(Problem to solve)
Which lines of the entries below hold the word "dark"? Report each of them.

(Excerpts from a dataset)

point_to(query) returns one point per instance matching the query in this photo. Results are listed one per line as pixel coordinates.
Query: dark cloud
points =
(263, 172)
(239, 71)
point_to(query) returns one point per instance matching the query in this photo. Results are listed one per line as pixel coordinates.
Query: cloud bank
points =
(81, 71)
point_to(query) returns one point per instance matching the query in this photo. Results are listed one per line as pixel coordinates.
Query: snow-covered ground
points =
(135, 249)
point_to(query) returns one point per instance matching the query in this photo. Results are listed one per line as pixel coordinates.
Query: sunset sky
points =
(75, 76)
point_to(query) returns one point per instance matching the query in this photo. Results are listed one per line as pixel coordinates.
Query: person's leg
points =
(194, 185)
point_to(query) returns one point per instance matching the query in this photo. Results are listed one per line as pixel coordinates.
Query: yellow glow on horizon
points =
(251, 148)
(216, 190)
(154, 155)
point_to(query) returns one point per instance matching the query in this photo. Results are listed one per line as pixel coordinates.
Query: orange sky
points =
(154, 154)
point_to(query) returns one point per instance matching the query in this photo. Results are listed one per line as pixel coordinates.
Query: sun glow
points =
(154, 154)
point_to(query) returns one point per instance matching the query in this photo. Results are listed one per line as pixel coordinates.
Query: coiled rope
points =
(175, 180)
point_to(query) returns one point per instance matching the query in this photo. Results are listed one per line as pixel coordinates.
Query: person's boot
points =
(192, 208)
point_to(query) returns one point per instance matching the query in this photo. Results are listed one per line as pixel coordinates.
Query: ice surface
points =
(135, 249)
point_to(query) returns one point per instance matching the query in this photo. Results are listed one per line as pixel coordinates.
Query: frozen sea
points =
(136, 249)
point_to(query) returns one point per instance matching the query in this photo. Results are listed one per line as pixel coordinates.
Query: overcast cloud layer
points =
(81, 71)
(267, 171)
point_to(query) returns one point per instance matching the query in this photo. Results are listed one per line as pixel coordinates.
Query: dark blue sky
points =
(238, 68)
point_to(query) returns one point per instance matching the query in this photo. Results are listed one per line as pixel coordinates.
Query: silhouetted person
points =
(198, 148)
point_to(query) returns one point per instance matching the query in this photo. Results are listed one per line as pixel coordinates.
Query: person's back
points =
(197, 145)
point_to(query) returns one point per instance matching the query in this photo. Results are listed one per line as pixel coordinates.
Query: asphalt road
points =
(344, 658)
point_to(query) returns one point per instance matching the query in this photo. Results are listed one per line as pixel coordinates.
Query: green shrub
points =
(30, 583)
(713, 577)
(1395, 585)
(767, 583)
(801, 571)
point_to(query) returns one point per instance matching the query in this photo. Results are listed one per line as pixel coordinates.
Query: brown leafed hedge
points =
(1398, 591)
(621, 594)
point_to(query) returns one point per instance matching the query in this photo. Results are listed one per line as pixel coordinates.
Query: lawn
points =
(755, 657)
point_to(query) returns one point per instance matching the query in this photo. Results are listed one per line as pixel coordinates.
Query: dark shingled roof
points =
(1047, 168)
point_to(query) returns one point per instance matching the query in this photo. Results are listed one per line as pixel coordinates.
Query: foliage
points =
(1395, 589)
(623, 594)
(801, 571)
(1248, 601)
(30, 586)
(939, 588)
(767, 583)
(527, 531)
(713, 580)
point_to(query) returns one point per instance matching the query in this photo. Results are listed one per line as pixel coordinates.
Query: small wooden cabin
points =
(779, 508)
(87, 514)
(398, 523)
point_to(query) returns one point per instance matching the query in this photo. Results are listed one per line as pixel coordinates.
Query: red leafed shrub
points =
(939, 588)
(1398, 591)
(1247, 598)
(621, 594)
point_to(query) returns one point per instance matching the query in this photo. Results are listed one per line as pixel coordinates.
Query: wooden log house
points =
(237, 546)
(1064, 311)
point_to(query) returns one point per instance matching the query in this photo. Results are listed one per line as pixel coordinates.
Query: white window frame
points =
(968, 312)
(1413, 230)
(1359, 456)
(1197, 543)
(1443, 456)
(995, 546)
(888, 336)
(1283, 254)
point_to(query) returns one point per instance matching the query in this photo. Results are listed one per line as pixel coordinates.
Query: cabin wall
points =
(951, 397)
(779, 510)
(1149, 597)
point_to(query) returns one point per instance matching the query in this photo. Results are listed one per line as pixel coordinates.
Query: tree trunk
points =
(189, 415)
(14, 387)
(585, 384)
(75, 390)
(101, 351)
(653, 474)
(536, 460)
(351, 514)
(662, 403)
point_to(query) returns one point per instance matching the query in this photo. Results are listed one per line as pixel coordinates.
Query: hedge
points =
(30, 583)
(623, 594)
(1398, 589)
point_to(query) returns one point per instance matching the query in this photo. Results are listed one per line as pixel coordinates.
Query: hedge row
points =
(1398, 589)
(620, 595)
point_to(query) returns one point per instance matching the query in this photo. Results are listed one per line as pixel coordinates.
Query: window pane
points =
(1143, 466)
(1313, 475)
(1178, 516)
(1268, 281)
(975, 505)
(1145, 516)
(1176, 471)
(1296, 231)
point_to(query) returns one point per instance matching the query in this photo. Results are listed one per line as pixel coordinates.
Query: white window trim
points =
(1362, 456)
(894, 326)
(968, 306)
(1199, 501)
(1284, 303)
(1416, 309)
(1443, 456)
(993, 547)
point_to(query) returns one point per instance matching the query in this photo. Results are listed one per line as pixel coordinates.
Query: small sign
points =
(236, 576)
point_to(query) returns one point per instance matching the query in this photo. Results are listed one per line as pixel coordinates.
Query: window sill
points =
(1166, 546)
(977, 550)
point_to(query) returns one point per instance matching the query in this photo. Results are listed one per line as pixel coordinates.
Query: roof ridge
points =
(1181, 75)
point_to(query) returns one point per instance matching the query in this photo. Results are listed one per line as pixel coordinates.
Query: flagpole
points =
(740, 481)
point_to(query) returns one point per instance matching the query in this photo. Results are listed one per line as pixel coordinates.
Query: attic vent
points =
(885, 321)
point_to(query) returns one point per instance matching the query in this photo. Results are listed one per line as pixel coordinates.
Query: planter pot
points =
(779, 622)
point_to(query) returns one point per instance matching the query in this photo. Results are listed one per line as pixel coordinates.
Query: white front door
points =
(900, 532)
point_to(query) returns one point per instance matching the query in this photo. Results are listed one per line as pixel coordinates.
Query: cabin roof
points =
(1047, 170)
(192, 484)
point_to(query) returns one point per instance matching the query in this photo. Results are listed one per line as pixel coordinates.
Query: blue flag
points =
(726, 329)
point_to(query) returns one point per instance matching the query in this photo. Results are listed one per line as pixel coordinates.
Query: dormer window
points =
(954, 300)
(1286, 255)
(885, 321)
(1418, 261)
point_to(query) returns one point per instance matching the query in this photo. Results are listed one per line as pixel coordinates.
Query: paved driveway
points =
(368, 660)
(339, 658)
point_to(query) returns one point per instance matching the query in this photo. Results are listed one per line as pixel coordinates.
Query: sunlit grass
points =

(Response to this exercise)
Query: dark cloud
Query: dark blue sky
Query: dark shingled roof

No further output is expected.